Exercise description » Your result will be the set of lines with "blurred", copied from the material below.

Supplied entries »
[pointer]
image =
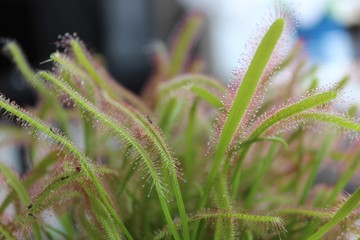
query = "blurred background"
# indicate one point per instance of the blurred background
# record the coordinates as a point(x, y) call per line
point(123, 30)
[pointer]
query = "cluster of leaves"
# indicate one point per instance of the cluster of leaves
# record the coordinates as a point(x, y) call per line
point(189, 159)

==

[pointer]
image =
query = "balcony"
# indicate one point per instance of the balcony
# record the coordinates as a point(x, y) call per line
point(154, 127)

* * *

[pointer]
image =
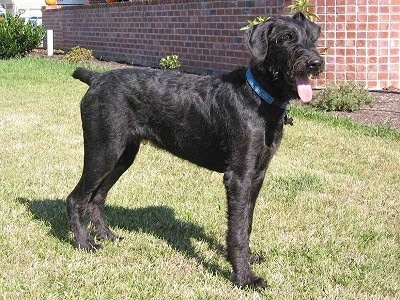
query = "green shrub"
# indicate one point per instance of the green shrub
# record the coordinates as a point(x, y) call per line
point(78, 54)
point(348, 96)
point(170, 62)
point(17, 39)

Exercise answer »
query = "blurred background"
# indicate one point per instance of the blurred background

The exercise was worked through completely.